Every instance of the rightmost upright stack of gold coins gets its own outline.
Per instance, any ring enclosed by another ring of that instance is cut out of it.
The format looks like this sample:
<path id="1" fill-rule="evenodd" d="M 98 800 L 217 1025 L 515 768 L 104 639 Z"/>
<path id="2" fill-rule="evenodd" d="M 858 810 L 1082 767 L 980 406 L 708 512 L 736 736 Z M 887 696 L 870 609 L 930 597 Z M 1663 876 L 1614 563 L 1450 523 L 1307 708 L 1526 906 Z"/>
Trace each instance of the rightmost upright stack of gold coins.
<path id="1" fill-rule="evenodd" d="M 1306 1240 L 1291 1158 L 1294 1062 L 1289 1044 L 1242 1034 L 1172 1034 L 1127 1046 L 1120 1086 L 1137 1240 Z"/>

==*==

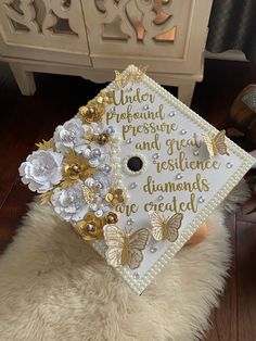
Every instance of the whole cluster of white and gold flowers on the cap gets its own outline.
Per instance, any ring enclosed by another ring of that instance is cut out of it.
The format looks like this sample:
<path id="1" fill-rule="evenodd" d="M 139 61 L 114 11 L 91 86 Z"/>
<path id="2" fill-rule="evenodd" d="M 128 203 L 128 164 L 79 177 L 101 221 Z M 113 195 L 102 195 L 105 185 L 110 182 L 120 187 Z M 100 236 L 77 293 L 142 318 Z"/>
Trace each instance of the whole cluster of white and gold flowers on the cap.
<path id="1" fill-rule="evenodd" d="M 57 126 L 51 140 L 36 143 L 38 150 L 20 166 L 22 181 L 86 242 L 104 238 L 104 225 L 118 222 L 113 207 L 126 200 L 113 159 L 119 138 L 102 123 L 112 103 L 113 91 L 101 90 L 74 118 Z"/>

==*==

What the task asks
Exact duplication is required for the lines above, from the line that contains "Every instance of the rightmost" to the line that contains "858 810 L 1082", inclusive; omit all others.

Exercise output
Every instance of the rightmost upright stack of gold coins gets its own outline.
Per instance, any ring enclosed by another ring of that instance is cut out of it.
The format looks like this sample:
<path id="1" fill-rule="evenodd" d="M 98 800 L 217 1025 L 515 768 L 104 639 Z"/>
<path id="2" fill-rule="evenodd" d="M 858 810 L 1082 767 L 980 406 L 708 512 L 736 736 Z M 887 696 L 870 609 L 930 597 Z M 1663 876 L 1614 563 L 1450 523 L 1307 708 L 1526 906 Z"/>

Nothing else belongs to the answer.